_Directions for this task_
Pick out each line of the items below that contains the string "Subject" and copy those lines. Matches must agree in case.

== == ==

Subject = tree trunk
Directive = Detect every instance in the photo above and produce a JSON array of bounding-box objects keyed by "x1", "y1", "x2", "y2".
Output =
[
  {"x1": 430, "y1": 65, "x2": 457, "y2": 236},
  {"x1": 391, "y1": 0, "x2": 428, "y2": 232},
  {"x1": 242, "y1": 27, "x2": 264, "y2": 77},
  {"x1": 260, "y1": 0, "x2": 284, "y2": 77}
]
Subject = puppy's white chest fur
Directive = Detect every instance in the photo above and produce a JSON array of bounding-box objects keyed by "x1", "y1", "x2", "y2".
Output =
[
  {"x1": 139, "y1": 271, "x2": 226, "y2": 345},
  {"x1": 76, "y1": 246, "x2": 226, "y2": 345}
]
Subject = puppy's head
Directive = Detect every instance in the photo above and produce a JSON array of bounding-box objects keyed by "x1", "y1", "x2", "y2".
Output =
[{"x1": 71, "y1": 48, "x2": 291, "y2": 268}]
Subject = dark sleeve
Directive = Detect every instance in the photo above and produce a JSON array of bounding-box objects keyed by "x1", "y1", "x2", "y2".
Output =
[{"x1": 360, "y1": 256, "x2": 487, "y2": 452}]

== == ==

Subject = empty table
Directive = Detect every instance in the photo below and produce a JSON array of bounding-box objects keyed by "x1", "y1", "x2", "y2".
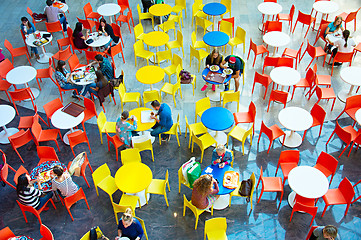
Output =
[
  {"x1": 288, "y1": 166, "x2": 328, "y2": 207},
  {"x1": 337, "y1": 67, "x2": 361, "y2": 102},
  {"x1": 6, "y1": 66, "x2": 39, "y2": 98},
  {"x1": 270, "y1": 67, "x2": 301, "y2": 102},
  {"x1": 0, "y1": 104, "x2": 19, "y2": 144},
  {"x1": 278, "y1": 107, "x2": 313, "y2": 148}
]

== == ==

_Answer to the exercise_
Subject = tree trunk
Subject = puppy's white chest fur
Subject = puppy's head
Subject = dark sleeve
Subject = empty table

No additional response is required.